Условие задачи a: Как назывался первый сборник Реверди, упомянутый в тексте о нём?

Текст:
(Перевод с французского и вступление Алины Поповой)
Пьер Реверди
Опубликовано в журнале Иностранная литература, номер 12, 1999
Пьер Реверди Стихотворения в прозе Перевод с французского и вступление АЛИНЫ ПОПОВОЙ
“Лучший из ныне живущих поэтов. Мы рядом с ним просто дети”, — говорили о Реверди в 1924 году Луи Арагон, Андре Бретон и Филипп Супо.
В 1915 году выходит его первый сборник — “Стихотворения в прозе”, в ближайшие десять лет за ним последуют “Овальная отдушина”, “Переодетые жокеи”, “Уснувшая гитара” и другие. С 1916 по 1918 год Реверди издает журнал “Норд-Сюд” (“Северо-Юг”), в котором сотрудничают Гийом Аполлинер, Макс Жакоб, Луи Арагон, Андре Бретон, Филипп Супо, Тристан Тцара.
В кабачках на Монмартре судачат о вспышках гнева, случающихся порой с редактором “Норд-Сюд” в дискуссиях о поэзии. Молодого Филиппа Супо, в будущем сюрреалиста и соратника Бретона, к Реверди привел Аполлинер. “Ему, видимо, было просто любопытно посмотреть на живого читателя “Норд-Сюд”, — пишет Супо о первой встрече с Реверди, — их ведь было не так много”. Монмартрской компании поэтов Реверди предпочитал общество художников, он дружил с Пикассо, Жоржем Браком, скульптором Лораном, для его журнала “Норд-Сюд” охотно работали Фернан Леже и Анри Матисс. Супo вспоминает, как однажды спросил у мэтра, почему он предпочитает общаться с художниками. “Они меньше врут”, — отвечал тот.
Сюрреалисты считали Реверди своим предшественником. Андре Бретон цитирует его в первом “Манифесте сюрреализма”: “Пьер Реверди, человек, по крайней мере, столь же утомительный, как и я, писал: “Образ есть чистое порождение разума. Возникнуть он может не из сравнения, но из сближения двух более или менее отдаленных реальностей. Чем отдаленней и чем точней будет связь этих двух реальностей, тем могущественнее будет образ, тем больше в нем будет эмоциональной силы и реальности поэтической…”. Но ни “Норд-Сюд”, который перестал выходить в 1918 году (“попытка практически бесплодная… если я и прозанимался этим полтора года, то лишь потому, что не люблю слишком быстро бросать начатое”), ни бурлящая литературная жизнь никогда не захватывали его полностью. Его всегда ждали “лампа и стол”.

Условие задачи b: Перечислите все строки записей, в которых встречается слово «floor», учитывая регистр букв.

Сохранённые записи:
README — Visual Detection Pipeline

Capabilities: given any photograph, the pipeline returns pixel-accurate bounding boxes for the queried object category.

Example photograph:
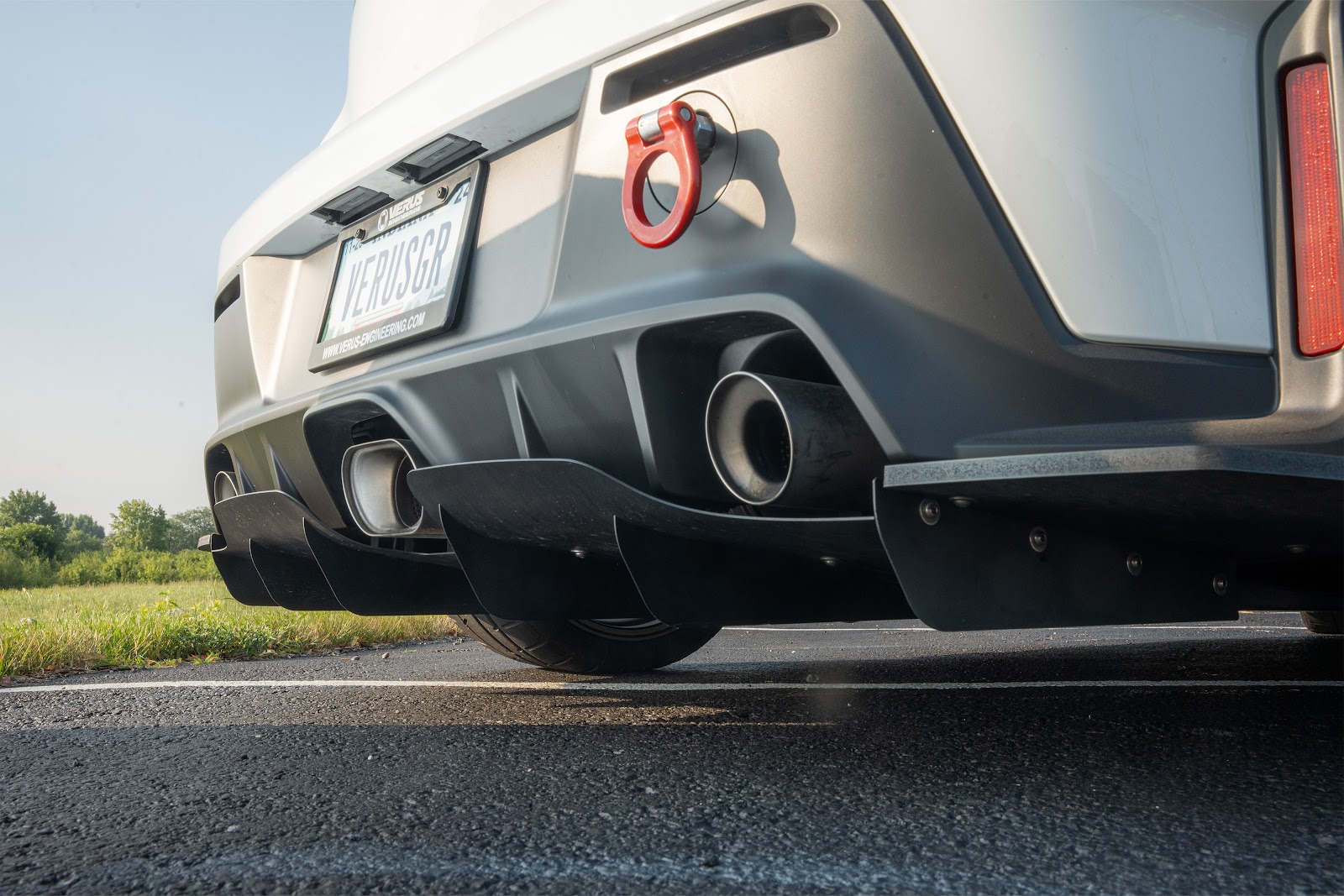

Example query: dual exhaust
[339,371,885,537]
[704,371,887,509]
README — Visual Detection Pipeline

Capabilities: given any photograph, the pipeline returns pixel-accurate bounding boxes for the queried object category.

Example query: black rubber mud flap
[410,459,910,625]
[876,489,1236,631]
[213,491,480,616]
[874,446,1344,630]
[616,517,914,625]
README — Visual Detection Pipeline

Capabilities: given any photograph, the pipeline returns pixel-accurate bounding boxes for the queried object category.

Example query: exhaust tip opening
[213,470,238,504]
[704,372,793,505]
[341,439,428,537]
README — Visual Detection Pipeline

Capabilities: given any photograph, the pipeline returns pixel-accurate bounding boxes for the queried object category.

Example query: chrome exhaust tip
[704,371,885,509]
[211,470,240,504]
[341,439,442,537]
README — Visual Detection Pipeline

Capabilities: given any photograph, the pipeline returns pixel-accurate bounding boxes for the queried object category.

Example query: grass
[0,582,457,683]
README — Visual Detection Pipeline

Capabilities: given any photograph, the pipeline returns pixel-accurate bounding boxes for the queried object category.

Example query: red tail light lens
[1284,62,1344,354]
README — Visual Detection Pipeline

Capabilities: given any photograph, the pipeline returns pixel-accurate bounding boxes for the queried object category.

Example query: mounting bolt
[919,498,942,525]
---
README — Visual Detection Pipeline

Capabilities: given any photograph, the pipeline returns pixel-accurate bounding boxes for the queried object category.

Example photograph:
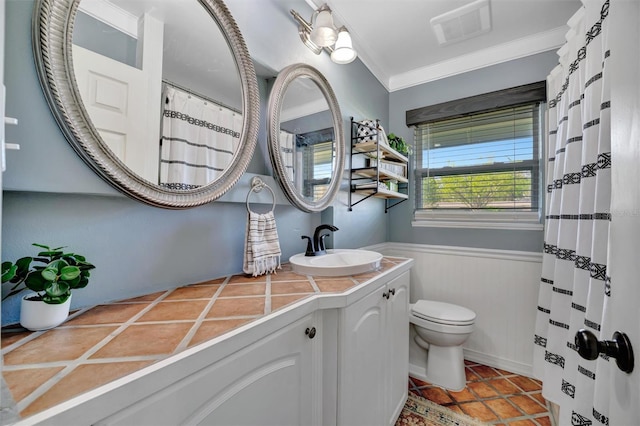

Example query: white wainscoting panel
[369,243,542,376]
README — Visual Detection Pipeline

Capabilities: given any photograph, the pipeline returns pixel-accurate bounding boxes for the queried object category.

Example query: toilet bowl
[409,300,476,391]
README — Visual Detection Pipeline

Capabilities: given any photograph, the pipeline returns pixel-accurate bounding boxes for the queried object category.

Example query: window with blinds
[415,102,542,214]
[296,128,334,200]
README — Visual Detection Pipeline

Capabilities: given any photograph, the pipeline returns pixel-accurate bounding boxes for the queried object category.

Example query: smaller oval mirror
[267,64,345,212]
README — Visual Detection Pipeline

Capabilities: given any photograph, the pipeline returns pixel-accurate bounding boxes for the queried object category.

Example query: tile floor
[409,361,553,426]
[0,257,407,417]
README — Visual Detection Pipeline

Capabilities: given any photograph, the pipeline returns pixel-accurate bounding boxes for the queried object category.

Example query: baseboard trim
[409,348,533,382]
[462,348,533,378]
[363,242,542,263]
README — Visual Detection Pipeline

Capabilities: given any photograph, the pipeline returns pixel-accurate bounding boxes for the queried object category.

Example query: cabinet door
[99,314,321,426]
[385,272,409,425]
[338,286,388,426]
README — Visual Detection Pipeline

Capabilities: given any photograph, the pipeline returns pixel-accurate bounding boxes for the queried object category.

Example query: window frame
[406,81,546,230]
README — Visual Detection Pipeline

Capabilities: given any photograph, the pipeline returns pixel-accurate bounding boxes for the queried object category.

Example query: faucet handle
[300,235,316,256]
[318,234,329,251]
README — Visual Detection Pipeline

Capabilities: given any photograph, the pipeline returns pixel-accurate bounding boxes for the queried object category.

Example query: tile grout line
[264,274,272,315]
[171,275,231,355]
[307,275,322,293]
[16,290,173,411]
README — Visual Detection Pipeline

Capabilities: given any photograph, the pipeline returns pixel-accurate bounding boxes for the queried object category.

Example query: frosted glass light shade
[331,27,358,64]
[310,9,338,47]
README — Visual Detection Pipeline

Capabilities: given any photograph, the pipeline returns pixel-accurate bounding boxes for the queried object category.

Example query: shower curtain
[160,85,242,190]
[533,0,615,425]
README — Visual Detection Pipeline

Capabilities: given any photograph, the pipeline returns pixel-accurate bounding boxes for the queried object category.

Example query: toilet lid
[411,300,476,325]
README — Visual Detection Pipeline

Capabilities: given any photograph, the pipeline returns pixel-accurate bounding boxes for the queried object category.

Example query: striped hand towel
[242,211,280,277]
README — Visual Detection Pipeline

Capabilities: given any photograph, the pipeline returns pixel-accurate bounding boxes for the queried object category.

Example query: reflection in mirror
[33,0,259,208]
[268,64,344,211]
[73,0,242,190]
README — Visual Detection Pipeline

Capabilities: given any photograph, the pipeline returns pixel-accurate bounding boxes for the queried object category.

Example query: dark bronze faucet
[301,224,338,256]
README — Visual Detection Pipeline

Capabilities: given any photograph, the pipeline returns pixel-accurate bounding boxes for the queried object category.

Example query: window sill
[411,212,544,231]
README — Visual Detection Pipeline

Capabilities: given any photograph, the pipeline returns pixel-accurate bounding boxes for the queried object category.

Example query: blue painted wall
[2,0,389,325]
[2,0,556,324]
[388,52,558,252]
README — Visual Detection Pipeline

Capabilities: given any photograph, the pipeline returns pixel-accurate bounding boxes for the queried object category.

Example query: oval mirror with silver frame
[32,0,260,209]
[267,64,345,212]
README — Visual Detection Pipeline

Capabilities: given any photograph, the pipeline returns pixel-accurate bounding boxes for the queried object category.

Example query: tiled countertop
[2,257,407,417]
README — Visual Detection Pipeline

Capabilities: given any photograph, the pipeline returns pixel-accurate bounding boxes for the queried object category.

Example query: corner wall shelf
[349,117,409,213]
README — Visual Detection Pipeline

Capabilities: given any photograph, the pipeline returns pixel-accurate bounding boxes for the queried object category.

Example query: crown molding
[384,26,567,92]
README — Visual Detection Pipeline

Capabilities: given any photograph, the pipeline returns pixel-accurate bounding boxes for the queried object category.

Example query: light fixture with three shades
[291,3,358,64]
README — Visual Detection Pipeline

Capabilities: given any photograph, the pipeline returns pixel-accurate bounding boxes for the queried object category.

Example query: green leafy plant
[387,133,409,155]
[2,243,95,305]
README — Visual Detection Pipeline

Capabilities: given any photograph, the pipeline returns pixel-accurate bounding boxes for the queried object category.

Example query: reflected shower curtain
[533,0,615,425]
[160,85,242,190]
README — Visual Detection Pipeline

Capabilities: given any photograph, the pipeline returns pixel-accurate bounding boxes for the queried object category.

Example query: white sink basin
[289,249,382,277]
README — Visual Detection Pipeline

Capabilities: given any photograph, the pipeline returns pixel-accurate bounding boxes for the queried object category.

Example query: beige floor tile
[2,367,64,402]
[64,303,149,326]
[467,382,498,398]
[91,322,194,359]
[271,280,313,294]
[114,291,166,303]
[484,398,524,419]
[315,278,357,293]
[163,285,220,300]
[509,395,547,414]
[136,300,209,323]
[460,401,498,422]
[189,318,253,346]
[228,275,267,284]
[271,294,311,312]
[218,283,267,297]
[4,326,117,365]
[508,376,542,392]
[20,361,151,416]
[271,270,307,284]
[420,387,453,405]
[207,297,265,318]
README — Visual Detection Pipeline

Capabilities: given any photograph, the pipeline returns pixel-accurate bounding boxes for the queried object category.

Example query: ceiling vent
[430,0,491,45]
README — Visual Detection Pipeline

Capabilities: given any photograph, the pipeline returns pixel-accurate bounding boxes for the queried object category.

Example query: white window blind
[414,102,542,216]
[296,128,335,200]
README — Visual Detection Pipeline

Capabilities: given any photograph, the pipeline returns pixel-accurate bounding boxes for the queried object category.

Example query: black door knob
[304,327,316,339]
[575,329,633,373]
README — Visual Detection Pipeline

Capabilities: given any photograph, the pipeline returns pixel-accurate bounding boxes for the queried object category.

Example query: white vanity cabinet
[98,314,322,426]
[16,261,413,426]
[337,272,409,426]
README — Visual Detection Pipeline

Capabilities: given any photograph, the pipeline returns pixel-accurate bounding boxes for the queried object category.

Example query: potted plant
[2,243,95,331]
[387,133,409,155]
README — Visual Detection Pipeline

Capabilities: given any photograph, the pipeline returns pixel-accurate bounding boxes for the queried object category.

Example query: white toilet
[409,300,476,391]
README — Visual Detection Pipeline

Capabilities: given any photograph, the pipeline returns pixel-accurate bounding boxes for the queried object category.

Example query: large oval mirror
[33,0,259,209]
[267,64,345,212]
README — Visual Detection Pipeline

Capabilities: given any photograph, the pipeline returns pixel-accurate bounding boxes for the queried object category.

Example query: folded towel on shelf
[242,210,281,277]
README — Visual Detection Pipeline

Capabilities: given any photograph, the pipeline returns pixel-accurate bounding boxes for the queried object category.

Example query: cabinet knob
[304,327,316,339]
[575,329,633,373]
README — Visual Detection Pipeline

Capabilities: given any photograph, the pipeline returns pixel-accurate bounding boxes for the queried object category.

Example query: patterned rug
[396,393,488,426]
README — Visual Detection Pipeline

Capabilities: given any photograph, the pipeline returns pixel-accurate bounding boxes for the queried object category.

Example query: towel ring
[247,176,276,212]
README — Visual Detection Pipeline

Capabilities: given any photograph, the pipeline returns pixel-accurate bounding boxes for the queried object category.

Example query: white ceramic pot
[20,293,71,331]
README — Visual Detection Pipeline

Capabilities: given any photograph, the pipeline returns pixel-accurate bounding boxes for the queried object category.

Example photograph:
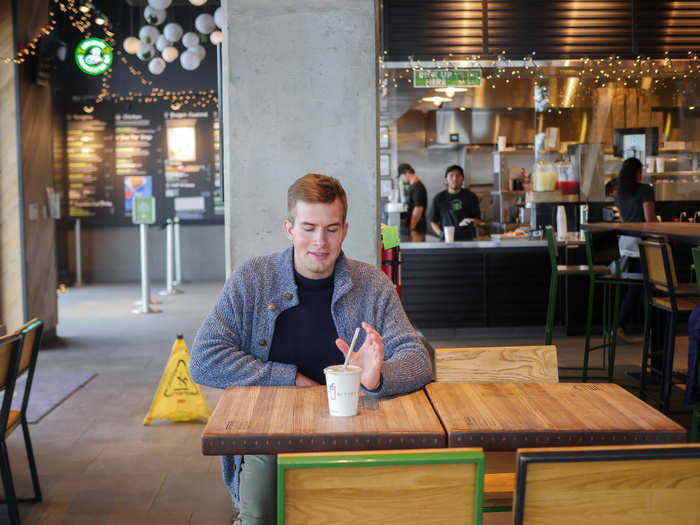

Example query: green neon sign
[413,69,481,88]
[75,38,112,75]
==
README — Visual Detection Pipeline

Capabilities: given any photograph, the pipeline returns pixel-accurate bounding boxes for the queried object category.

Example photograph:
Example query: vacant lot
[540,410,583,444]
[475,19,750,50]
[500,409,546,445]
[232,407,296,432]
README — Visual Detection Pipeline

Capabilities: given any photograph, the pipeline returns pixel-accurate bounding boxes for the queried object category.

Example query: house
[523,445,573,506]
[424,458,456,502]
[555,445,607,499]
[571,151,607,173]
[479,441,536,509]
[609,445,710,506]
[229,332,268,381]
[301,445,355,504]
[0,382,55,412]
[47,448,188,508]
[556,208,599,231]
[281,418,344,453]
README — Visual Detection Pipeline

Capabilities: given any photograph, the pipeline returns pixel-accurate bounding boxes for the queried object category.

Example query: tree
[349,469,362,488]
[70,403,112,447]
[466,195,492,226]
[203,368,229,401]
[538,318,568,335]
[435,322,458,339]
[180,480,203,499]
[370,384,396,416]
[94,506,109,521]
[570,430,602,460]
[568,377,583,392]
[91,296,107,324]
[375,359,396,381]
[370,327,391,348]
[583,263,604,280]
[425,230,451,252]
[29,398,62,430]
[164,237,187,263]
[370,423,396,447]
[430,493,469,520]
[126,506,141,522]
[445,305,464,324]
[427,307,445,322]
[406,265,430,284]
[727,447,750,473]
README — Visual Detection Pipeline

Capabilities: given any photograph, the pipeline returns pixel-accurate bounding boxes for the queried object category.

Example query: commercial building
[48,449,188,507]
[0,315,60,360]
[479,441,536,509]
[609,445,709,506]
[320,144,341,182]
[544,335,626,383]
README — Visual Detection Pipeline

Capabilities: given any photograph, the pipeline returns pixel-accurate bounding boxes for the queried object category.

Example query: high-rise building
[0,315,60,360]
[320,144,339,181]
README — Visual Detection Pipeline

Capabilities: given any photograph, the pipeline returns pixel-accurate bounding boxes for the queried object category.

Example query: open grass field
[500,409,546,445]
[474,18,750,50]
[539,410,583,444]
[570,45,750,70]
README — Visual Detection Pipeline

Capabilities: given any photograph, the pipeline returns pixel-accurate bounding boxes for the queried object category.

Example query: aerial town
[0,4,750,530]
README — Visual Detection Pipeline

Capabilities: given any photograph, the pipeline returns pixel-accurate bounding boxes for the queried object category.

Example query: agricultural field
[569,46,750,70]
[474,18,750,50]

Решение a: «Стихотворения в прозе».

Решение b:
Example query: tile floor
Example query: beige floor tile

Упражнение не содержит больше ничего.